• **Source text**:
Osteoarthritis (OA) is prevalent with aging. So is gray hair. And wrinkles. OA is a form of joint degeneration, just like gray hair and wrinkles represent types of degeneration. But we think of hair and skin changes kindlier, accepting them as normal, harmless parts of getting older.
OA, on the other hand, gets a bad rap – a painful rap – when in fact it can also be normal and harmless. An association between OA and pain is unfortunately widely believed. If someone’s knee hurts and a knee MRI shows osteoarthritis, we quickly blame the osteoarthritis for the pain and tell ourselves that it can’t be fixed (unless we have surgery). When our head or skin hurts, do we automatically blame our grays or our wrinkles?
It is clear OA doesn’t necessarily cause pain because we find plenty of OA in people without pain. In fact, a person over 60 undeniably has OA somewhere in her body. Pain in a joint may be from OA, but it may also be from an irritated nerve, a dysfunctional tendon, or a misalignment in the joint – which are all typically very fixable! Expert McKenzie clinicians identify (and then treat) the true cause of someone’s pain. -- Laura
Alignment is important! When you move forward, you should be rolling over, and pushing off of, your big toe. This is the way the body was meant to move, step after step, year after year. If your movement pattern is off-kilter, your muscles, joints, etc. will likely break down at some point. (Just like misaligned tires on a car will usually lead to problems.)

• **Listed entries**:
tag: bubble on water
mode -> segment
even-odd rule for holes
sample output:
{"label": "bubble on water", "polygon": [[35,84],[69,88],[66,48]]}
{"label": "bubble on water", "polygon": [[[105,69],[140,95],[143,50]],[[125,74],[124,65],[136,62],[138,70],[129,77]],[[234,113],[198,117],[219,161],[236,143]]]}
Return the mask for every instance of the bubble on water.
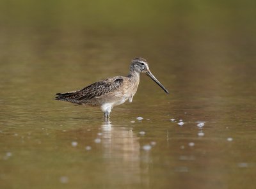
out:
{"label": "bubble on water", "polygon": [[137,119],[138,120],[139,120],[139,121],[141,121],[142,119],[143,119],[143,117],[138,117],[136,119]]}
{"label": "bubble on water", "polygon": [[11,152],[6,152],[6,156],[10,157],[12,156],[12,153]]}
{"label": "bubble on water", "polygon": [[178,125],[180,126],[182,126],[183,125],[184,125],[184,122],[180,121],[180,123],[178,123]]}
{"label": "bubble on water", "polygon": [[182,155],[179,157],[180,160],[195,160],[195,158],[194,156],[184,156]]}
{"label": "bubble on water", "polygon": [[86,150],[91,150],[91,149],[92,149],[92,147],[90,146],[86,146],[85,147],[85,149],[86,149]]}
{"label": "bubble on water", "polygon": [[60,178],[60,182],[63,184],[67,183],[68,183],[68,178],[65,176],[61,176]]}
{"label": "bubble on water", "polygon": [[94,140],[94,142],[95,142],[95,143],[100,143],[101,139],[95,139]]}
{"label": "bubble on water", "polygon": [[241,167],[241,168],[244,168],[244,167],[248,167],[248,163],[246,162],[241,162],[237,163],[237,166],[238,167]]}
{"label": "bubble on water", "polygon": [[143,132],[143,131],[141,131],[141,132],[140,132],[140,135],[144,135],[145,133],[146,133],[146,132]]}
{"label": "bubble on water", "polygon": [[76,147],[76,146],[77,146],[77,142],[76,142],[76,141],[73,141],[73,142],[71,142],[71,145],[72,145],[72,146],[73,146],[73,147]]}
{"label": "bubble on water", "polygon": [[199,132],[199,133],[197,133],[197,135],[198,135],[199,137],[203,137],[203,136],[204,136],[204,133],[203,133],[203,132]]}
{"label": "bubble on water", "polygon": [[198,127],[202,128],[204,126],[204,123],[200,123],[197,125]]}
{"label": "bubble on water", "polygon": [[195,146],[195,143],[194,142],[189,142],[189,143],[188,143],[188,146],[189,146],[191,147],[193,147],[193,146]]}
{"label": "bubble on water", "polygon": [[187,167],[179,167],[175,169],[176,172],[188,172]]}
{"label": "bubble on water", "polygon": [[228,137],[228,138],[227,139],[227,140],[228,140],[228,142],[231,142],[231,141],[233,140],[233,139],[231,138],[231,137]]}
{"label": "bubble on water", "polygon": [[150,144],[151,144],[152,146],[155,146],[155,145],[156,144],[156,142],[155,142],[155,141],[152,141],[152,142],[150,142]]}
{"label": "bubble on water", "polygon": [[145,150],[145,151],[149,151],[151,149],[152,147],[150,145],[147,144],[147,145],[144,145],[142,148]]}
==
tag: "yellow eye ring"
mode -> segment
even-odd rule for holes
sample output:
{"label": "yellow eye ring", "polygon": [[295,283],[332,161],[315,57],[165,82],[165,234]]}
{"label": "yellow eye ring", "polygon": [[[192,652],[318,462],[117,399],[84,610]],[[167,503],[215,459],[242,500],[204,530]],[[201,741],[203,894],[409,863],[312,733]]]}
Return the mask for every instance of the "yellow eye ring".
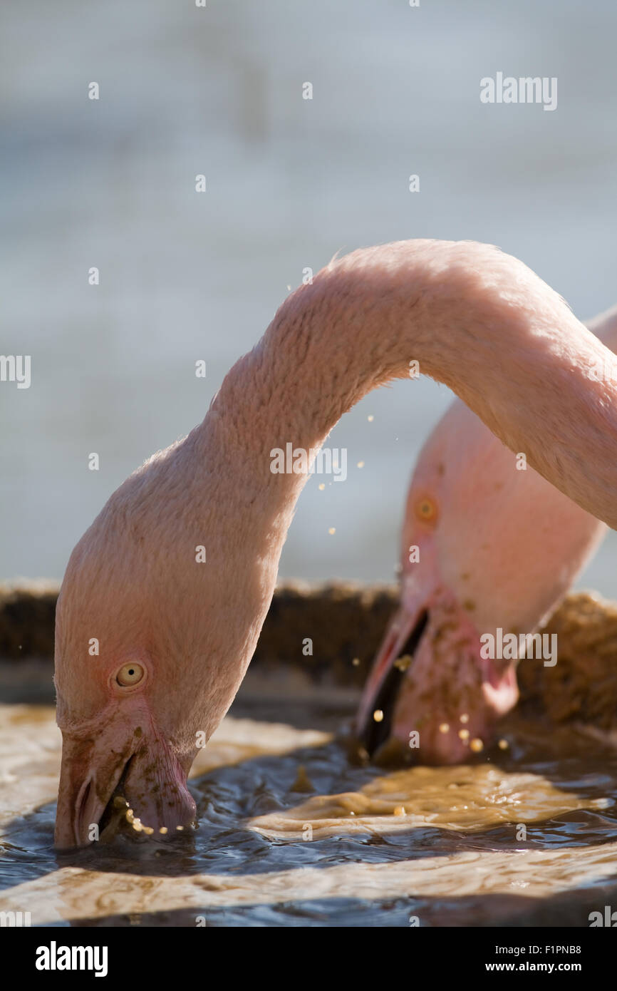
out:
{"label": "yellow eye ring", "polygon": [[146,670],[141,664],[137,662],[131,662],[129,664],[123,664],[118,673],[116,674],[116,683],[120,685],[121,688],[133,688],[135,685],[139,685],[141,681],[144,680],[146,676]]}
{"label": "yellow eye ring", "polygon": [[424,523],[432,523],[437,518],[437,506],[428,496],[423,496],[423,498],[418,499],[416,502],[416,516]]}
...
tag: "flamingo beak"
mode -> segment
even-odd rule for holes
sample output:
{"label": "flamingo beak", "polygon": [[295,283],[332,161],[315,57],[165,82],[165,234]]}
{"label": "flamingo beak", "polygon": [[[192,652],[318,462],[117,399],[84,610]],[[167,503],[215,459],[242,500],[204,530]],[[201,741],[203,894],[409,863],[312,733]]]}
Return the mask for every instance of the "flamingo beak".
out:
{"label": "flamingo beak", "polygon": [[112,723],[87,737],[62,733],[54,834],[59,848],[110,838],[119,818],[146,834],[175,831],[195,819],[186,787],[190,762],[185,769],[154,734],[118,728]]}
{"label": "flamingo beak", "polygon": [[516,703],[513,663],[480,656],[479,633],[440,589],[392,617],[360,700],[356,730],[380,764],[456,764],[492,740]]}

• **Things to do**:
[a] According to the osteoarthritis text, what three causes of joint pain other than OA does it name?
[b] Rewrite the paragraph of the osteoarthritis text that begins "Alignment is important!" as a short bulleted list, keeping its main facts.
[c] Write a continuation of the osteoarthritis text, starting after its final paragraph.

• **Answers**:
[a] An irritated nerve, a dysfunctional tendon, or a misalignment in the joint.

[b]
- Alignment is important.
- Moving forward should mean rolling over and pushing off the big toe, which is how the body was meant to move.
- An off-kilter movement pattern will likely cause muscles and joints to break down eventually, much as misaligned car tires usually lead to problems.

[c]
When it comes to fixing an incorrect movement pattern, you first need to identify WHY you're not moving properly, of course. Your leg or legs may be moving incorrectly because of misalignment in one of your joints such as your spine, hip, knee, ankle, or any of the multiple joints in your foot. Or perhaps a muscle is weak or tight, not allowing you to move in a straight line. Considering how repetitive this movement is in our lives, it really is vital to have it functioning optimally to prevent injuries such as joint dysfunction (arthritis, meniscal and ligament problems) and muscle/tendon dysfunction (strains, tendinitis, tendinopathy). -- Laura
I realize I sound like a broken record, but I can't stress this enough: just because something is identified on an x-ray, MRI, or CT scan, does not mean it is causing a problem! Because so many people WITHOUT symptoms have abnormalities, it's clear we can't use imaging to diagnose orthopedic pathology. Instead, patients need a clinical exam in which the structures of the body are stressed in order to determine what the root of the pain/numbness/tingling/etc. is. This chart has some great statistics! Say you're over 40, for example: there's a 68% chance some of your disks are degenerated, a 45% chance some disks have shrunk in height, a 50% chance some disks are bulging, and a 33% chance some disks are protruded. These spinal changes are therefore quite normal as we age and are not necessarily correlated with symptoms. -- Laura
"It should be remembered that radiographic signs of degeneration are almost universal after 55, but that symptoms are present in only about 50% of those with such changes."
Huskisson EC, Hart FD (1987). Joint Diseases: All the arthropathies (4th ed.). Wrght, Bristol.
-- This means that abnormalities on imaging do not necessarily correlate with symptoms. Plenty of people are walking around with torn rotator cuffs, meniscal tears, arthritis and the like without any actual symptoms. More importantly, plenty of people incorrectly think that their symptoms can't be fixed because imaging shows something is irreversibly wrong. Via a thorough clinical examination, I aim to find and address the true cause of a patient's symptoms. Don't overlook expert physical therapy just because something is on an x-ray or MRI.